# Direction
Please copy out the material below, substituting "single row" for each occurrence of "single line" and keeping everything else unchanged.
━━ Provided entries
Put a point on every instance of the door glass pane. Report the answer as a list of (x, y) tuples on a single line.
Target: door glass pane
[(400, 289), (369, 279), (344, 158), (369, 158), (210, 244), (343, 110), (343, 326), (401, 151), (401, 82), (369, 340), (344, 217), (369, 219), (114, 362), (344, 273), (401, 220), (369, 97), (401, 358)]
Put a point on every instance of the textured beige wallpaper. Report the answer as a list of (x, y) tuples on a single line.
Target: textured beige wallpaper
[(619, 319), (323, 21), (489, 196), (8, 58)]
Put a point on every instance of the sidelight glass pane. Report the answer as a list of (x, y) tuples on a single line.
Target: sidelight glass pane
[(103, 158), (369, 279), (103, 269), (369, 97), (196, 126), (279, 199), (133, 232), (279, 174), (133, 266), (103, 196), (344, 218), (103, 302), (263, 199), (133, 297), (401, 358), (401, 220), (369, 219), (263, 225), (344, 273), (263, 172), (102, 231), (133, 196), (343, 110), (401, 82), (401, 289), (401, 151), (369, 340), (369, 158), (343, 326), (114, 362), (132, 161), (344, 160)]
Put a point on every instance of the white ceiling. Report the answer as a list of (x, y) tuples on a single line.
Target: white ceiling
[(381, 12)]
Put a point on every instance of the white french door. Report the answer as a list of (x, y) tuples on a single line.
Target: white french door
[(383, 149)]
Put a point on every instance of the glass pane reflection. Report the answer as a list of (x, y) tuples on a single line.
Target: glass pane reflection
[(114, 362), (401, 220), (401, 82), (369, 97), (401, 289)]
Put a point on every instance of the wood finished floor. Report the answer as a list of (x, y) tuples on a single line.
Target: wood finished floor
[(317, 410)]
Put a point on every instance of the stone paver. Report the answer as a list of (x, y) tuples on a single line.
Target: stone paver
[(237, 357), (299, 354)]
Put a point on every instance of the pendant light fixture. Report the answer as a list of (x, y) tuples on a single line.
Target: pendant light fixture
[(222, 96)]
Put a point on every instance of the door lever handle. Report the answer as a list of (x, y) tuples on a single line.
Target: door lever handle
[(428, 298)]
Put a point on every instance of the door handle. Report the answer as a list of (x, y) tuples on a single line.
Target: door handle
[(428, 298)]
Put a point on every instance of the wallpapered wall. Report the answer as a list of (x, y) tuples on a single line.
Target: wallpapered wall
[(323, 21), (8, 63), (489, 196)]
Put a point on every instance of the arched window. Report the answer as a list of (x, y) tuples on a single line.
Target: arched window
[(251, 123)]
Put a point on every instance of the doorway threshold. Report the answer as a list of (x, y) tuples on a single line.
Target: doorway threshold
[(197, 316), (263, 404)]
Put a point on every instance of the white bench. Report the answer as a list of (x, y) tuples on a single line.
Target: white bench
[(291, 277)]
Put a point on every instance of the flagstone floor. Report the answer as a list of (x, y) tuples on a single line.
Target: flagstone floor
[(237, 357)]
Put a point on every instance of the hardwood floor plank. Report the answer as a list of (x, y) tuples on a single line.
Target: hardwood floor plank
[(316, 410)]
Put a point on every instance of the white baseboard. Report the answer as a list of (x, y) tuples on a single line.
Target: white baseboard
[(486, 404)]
━━━━
# Problem solution
Put a point on every instance of the door glass pane. Report the answer as a list of (x, y) tuples on a single row.
Target: door glass pane
[(400, 289), (369, 279), (344, 158), (369, 158), (210, 244), (343, 110), (343, 326), (401, 151), (401, 82), (369, 340), (344, 217), (369, 219), (114, 362), (344, 273), (401, 220), (369, 97), (401, 358)]
Put a point on every instance of the textured beige wallpaper. Report the answer as a list of (x, y) tuples on a single row.
Target: textured beige wallpaper
[(619, 319), (323, 21), (489, 196), (8, 58)]
Put a point on every instance of the sidelight glass pane. Report the answer as a list of (x, y) tuples on a single row.
Target: sidelight glass pane
[(103, 158), (369, 279), (103, 269), (369, 97), (196, 126), (279, 199), (133, 232), (279, 174), (133, 266), (103, 196), (344, 218), (103, 302), (263, 199), (133, 297), (401, 358), (401, 220), (369, 219), (263, 225), (344, 273), (263, 172), (102, 231), (133, 196), (343, 110), (401, 82), (401, 289), (401, 151), (369, 340), (369, 158), (343, 326), (114, 362), (132, 161), (344, 160)]
Put a point on every instance of the white ceiling. Report the answer as a list of (x, y) tuples on a single row.
Target: white ceiling
[(381, 12)]
Put a point on every instance of the white french door. Report the answer as a list of (x, y) tuples on a single row.
Target: white french door
[(383, 149)]
Put a point on every instance of the glass pane reflection. Report the answer as a list of (x, y) tuples on a single row.
Target: glass pane reflection
[(114, 362), (401, 220), (401, 82), (369, 97), (401, 289)]
Put a point on every instance of the wood finished floor. Report the answer as a list of (x, y) tuples on a single row.
Target: wood finished floor
[(317, 410)]
Put a point on every instance of the stone paver. Report the answer as a list of (x, y) tuples on a single row.
Target: stone paver
[(237, 357), (299, 354)]
Put a point on every instance of the pendant light fixture. Report the answer as a list of (x, y) tuples on a single row.
Target: pendant light fixture
[(222, 96)]
Put a point on every instance of the door lever handle. Report the answer as a list of (x, y) tuples on a single row.
Target: door lever handle
[(428, 298)]
Put a point on every instance of the door handle. Report the answer as a list of (x, y) tuples on a single row.
Target: door handle
[(428, 298)]
Put a point on every instance of the wallpapered wall. Report the answer as a list of (x, y) tuples on a single row.
Target: wallpapered wall
[(323, 21), (8, 63), (489, 196)]
Put a point on every instance of the arched window. Report the answer as a list of (x, y) tuples on a single row.
Target: arched window
[(251, 123)]
Put a point on every instance of the doorway threshold. Report the answer as a list of (x, y) tuples on a single row.
Target: doorway threshold
[(197, 316), (263, 404)]
Put a point on every instance of the white bench. Report the answer as a list of (x, y) tuples on a single row.
Target: white bench
[(291, 277)]
Put a point on every instance of the flagstone floor. Report the answer as a list of (x, y) tuples on a single row.
Target: flagstone floor
[(237, 357)]
Put a point on every instance of the hardwood floor plank. Report the answer as a list of (x, y) tuples on a single row.
Target: hardwood floor plank
[(316, 410)]
Put a point on every instance of the white baseboard. Report the answer as a list of (x, y) tuples on a single row.
Target: white baseboard
[(486, 404)]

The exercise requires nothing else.